**Study text:**
_ _ _ _ _

Every senior team that hires us asks the same question in the first hour. Should we build this in-house, or should we buy it? It's a sensible question. It's also, increasingly, the wrong question.
For most of software history, build vs buy was a clean trade. You either licensed a packaged product that did roughly what you needed, or you built something custom that did exactly what you needed. The dimensions were predictable: cost, time to deploy, fit, total cost of ownership over five years, lock-in, switching cost. The maths landed where it landed and you wrote a memo.
That framing worked because the software market was shaped like a mall. You walked the corridors. You picked things off shelves. You built only the things the mall didn't sell.
Why it broke.
Three things broke the framing at roughly the same time, and they broke it in compounding ways.
One: the building blocks shifted from products to primitives. The OpenAI API isn't a product. It's a primitive. So is Anthropic's. So is the embedding layer of any major foundation model. You don't license them and use them. You compose them, and the composition is the system. The thing you'd have called "buy" five years ago now sits underneath the thing you build, every time.
Two: the cost curve flipped. Building a custom internal tool used to cost £100K and take six months. The same tool, today, with a competent team and a good model behind it, takes two weeks and costs more in licence fees than in build hours. The buy-side products that used to cost £40 a seat per month are still £40 a seat per month — but the build cost has fallen by an order of magnitude. The maths doesn't land where it used to.
Three: the buy-side products got hollowed out. Every SaaS product worth its name is now a thin wrapper around a foundation model plus a workflow. The defensibility is in the workflow, not the model. Which means the buy-vs-build question is increasingly: do we want to pay £200 a seat per month for someone else's workflow, or build a slightly worse one ourselves and pay the model cost direct?
The buy-side products are no longer cheaper. The build-side projects are no longer slow. The trade is broken because both sides moved.
The better question.
The question that replaces build vs buy is two questions, run sequentially.
First: what's the workflow? Not the tool, not the technology — the workflow. What's the actual sequence of decisions and actions, with who, on what cadence, producing what output? If you can't write that down in plain English, no buy-vs-build decision matters because you don't yet know what you're deciding.
Second: where does this workflow live? In a tool you license. In a tool you build. In a script you run. In a person's head. In a meeting that happens every Wednesday. The "where" is the architectural question — and once it's answered, the build-vs-buy question becomes a procurement question, not a strategic one.

_ _ _ _ _

**Given material:**
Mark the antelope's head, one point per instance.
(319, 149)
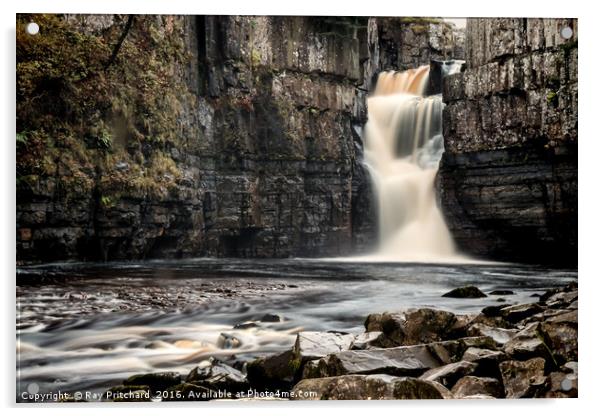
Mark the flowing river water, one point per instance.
(89, 326)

_ _ _ _ _

**Work to complete:**
Copy out the part of the build-vs-buy article from "First: what's the" down to "what you're deciding.", word for word.

**Finished task:**
First: what's the workflow? Not the tool, not the technology — the workflow. What's the actual sequence of decisions and actions, with who, on what cadence, producing what output? If you can't write that down in plain English, no buy-vs-build decision matters because you don't yet know what you're deciding.